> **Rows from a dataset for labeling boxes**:
=-=-=
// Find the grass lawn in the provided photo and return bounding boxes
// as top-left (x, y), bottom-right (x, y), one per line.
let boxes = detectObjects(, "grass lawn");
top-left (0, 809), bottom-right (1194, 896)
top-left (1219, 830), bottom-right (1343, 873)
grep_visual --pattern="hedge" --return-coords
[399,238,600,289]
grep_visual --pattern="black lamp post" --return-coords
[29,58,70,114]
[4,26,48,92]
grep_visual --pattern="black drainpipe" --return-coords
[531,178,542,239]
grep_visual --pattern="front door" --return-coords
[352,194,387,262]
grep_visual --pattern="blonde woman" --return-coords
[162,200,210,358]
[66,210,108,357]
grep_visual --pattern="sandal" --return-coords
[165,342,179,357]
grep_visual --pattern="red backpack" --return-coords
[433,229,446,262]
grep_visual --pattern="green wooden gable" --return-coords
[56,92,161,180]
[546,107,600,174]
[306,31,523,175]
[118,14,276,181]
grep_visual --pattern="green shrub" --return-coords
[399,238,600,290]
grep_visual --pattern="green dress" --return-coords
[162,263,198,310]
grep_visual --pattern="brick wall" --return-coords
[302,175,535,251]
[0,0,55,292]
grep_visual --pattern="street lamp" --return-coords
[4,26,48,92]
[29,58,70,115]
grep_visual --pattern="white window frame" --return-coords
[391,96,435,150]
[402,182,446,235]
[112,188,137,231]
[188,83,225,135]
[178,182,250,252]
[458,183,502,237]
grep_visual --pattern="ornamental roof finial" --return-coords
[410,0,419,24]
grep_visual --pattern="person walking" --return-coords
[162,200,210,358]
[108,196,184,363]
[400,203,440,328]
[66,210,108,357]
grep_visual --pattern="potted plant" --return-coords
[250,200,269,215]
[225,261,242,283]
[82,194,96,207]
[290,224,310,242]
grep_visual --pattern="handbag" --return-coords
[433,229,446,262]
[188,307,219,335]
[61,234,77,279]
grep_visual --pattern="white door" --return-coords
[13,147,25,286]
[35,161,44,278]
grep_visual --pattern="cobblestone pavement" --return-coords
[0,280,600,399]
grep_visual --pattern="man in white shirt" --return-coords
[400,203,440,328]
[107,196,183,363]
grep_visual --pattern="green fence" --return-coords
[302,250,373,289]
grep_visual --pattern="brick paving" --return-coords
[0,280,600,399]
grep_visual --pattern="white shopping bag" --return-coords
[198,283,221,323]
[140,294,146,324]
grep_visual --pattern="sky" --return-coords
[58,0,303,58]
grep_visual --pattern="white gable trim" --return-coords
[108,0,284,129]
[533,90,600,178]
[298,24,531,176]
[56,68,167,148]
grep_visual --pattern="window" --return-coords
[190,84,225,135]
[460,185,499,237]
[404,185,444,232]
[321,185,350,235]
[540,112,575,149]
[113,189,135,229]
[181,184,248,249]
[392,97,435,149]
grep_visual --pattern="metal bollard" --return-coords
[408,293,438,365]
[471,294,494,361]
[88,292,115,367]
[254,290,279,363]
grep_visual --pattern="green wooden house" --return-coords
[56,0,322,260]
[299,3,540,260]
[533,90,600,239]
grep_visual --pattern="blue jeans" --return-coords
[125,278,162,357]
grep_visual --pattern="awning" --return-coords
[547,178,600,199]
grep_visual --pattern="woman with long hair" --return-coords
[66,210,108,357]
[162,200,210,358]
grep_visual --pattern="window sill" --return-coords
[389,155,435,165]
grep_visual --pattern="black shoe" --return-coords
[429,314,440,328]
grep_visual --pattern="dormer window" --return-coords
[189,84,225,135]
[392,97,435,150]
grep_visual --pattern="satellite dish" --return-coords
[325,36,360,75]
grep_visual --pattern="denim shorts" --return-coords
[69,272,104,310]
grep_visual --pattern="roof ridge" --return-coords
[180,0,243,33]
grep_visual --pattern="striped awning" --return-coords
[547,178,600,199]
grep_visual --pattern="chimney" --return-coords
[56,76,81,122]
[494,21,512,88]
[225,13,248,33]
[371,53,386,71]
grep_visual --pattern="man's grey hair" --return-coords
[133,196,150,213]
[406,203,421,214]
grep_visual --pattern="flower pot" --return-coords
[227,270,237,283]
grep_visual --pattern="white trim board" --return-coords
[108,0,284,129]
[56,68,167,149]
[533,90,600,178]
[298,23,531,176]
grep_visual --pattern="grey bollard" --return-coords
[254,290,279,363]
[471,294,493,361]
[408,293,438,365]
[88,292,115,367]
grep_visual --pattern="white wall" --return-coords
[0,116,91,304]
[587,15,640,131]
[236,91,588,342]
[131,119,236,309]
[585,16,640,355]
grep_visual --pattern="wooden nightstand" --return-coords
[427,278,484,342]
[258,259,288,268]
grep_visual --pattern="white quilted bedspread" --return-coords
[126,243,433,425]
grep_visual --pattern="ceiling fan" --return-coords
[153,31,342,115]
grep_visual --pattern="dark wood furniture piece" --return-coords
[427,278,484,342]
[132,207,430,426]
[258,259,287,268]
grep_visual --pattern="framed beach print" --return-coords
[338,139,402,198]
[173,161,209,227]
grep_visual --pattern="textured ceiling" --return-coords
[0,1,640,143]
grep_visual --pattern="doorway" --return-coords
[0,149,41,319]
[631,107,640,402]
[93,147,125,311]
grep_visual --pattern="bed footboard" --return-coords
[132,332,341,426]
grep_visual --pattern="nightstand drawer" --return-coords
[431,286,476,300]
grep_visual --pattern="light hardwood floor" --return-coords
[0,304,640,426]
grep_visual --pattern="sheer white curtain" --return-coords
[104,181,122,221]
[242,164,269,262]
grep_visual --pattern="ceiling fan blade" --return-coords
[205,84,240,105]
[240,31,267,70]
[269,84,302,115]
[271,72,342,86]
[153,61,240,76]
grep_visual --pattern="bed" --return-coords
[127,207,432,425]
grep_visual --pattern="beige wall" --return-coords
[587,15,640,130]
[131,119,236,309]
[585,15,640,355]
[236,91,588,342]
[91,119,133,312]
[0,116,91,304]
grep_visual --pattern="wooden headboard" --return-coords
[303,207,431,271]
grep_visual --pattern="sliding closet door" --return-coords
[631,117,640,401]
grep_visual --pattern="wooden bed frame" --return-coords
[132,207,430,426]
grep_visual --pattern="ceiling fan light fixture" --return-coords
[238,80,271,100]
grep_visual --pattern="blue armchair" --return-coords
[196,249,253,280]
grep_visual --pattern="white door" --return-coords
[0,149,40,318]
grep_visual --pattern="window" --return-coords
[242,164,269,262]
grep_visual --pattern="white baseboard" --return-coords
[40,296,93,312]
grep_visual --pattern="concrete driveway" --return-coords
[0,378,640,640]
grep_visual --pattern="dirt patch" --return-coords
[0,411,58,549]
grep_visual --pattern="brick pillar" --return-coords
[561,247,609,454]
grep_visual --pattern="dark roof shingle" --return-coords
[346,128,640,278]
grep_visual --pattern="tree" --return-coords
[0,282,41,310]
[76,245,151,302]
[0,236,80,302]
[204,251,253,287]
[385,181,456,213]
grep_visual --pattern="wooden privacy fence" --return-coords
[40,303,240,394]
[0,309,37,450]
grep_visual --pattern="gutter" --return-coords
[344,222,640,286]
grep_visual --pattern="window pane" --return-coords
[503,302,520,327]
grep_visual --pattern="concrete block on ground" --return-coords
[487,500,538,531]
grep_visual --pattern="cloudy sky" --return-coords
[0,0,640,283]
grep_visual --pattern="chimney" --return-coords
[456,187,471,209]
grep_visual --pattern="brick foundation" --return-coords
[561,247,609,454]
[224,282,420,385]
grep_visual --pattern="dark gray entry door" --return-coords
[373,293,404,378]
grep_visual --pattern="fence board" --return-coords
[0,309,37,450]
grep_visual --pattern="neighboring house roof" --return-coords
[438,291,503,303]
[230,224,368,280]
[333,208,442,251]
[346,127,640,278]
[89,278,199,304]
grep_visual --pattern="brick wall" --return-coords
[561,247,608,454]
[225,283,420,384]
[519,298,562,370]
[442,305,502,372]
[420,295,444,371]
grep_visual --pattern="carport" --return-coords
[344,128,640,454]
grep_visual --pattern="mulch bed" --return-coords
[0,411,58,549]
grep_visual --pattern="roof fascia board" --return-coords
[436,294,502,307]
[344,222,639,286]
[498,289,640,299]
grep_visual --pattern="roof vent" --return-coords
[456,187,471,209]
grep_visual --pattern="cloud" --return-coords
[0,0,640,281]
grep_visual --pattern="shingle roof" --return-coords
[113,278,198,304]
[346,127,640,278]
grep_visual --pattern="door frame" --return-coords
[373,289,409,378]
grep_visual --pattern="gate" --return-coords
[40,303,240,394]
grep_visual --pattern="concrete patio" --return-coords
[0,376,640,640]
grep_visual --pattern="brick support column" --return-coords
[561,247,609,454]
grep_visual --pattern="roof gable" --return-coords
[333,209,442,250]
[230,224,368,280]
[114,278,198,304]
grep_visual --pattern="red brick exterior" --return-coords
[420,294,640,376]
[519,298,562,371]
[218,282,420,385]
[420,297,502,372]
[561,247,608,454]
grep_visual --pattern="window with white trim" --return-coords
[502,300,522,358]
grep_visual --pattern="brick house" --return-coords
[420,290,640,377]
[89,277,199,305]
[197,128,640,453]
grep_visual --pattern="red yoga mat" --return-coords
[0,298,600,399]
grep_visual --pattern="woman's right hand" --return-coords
=-=-=
> **OBJECTIVE**: Reproduce the records verbatim, from the very first line through the line containing "[29,58,70,115]", including both of those lines.

> **EXERCISE RESPONSE**:
// Find the grass lawn in the provided photo and return bounding boxes
// as top-left (x, y), bottom-right (x, y), one per line.
let boxes = detectObjects(, "grass lawn");
top-left (0, 809), bottom-right (1194, 896)
top-left (1219, 830), bottom-right (1343, 873)
grep_visual --pattern="hedge" --return-coords
[399,238,600,289]
grep_visual --pattern="black lamp post" --return-coords
[29,58,70,114]
[4,26,48,92]
grep_visual --pattern="black drainpipe" --return-coords
[531,178,542,239]
grep_visual --pattern="front door" --return-coords
[352,194,387,262]
grep_visual --pattern="blonde woman" --return-coords
[162,200,210,358]
[66,210,108,357]
grep_visual --pattern="sandal" --return-coords
[165,342,179,357]
grep_visual --pattern="red backpack" --return-coords
[433,229,446,262]
grep_visual --pattern="green wooden gable" --return-coords
[56,92,161,180]
[546,107,600,174]
[306,31,523,175]
[118,14,276,181]
grep_visual --pattern="green shrub" --return-coords
[399,238,600,290]
grep_visual --pattern="green dress" --return-coords
[162,263,198,310]
grep_visual --pattern="brick wall" --return-coords
[302,175,535,251]
[0,0,55,292]
grep_visual --pattern="street lamp" --return-coords
[4,26,48,92]
[29,58,70,115]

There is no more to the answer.